Set problem A. How many lines of the listing below contain the word "cabinet"? Reply with the number alone.

Excerpt to read.
"""

= Appreciative inquiry in education =

Appreciative Inquiry (AI) is an approach that believes improvement is more engaging when the focus is made on the strengths rather than the weaknesses. People tend to respond to positive statements but react to negative statements that concern them. Children are more sensitive to their self-worth and thrive on what makes them feel good, what makes them feel accepted, included and recognized. AI is a powerful tool that can be used in the field of Education to enable children discover what is good about them and dream of what they can do with this realization. People can be affected by the uses of AI.

==Overview==
Appreciative Inquiry is the cooperative search for the best in people their organizations, and the world around them. It involves systematic discovery of what gives a system 'life' when it is most effective and capable in economic, ecological, and human terms. AI involves the art and practice of asking questions that strengthen a system's capacity to heighten positive potential. It mobilizes inquiry through crafting an "unconditional positive question' often involving hundreds or sometimes thousands of people."

"""

Set problem B.
Answer these questions about the passage on appreciative inquiry in education above:
(i) According to the opening paragraph, what are children more sensitive to?
(ii) In what three terms is a system described as most effective and capable?
(iii) Through crafting what does appreciative inquiry mobilize inquiry?

Input data.
"""

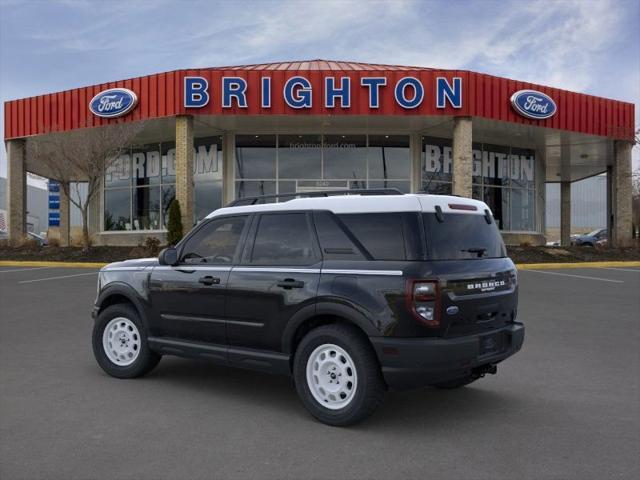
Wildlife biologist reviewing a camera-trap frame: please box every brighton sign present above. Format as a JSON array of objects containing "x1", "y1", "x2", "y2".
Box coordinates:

"""
"""

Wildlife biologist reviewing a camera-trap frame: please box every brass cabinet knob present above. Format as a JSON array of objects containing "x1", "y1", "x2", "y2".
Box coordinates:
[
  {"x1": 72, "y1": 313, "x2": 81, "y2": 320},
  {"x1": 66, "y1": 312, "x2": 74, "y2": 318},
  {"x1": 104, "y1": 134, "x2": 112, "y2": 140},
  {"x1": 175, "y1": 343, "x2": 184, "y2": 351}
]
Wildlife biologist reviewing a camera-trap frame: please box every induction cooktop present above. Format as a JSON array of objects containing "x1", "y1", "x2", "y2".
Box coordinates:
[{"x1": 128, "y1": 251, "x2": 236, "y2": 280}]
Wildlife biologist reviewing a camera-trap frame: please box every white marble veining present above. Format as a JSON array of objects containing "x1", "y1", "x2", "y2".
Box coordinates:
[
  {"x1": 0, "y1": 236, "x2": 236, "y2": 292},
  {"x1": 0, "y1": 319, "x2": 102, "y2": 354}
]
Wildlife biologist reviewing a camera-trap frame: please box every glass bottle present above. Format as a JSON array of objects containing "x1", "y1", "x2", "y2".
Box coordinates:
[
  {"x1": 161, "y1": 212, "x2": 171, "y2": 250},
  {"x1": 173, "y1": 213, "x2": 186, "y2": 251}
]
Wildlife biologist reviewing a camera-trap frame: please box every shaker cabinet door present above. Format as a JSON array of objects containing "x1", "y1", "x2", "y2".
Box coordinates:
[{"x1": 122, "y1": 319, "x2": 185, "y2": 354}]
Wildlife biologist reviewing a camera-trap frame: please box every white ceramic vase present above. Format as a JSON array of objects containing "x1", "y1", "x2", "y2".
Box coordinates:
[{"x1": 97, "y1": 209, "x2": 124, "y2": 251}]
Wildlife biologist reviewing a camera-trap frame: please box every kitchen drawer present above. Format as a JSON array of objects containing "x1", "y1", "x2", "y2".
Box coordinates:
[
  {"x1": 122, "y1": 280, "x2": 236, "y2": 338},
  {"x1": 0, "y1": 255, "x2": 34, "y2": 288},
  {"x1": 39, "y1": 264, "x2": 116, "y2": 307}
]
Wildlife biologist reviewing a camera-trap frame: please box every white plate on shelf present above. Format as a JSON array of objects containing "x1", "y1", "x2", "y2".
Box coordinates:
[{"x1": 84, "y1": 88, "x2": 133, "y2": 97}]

"""

Answer A. 2

Answer B.
(i) Their self-worth.
(ii) Economic, ecological, and human terms.
(iii) An "unconditional positive question."